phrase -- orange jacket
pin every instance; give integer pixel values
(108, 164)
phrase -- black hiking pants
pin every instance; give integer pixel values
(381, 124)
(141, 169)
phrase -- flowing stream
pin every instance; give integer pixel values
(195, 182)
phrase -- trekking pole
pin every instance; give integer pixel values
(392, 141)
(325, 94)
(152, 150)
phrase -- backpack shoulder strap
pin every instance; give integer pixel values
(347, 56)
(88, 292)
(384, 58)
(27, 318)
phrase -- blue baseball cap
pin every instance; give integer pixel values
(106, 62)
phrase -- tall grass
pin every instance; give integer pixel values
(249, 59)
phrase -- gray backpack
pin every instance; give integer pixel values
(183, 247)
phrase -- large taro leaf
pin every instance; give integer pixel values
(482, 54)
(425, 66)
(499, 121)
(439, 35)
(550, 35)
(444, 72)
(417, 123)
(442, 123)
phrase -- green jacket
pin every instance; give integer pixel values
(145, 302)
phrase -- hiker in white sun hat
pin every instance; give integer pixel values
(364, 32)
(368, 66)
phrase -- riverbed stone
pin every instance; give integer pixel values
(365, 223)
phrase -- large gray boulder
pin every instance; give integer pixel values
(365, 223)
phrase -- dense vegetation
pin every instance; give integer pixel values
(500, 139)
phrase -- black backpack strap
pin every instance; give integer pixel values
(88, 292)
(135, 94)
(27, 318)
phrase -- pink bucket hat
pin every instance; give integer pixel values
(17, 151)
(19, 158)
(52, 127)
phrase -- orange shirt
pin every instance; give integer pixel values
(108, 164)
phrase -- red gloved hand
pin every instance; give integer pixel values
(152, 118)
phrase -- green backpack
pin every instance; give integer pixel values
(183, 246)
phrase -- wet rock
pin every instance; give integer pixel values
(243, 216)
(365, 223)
------------------------------------------------------------------------
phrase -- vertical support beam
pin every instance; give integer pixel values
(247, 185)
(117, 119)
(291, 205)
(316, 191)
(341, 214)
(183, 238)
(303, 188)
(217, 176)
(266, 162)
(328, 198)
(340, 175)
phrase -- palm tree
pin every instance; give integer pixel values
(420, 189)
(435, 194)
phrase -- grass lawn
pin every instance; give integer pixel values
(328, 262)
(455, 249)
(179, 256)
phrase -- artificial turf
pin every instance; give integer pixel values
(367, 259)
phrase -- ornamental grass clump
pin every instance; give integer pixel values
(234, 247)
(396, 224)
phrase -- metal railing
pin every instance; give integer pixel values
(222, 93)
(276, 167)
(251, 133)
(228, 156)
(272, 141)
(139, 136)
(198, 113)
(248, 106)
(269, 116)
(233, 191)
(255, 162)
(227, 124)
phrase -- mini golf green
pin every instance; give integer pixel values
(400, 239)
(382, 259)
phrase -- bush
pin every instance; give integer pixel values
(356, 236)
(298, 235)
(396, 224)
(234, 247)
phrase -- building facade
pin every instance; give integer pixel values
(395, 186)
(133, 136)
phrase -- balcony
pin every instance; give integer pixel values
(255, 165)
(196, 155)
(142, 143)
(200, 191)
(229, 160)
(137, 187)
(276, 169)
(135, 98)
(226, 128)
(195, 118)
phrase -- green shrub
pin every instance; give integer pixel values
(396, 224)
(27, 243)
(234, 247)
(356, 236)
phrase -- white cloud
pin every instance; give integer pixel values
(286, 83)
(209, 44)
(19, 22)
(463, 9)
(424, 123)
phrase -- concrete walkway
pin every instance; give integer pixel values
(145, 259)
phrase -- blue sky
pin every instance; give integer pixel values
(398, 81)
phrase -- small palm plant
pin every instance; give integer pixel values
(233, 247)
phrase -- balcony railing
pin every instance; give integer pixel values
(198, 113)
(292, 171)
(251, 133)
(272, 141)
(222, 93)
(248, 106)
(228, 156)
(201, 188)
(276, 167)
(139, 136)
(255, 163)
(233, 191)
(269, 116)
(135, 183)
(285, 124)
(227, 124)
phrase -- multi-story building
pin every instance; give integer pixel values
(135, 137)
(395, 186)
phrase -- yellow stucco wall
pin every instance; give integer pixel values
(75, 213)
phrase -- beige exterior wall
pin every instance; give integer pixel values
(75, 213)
------------------------------------------------------------------------
Aim:
Count the lines in the entries above that contain the string "blue", treating case as significant. Reply with the number only.

Solution to the problem:
2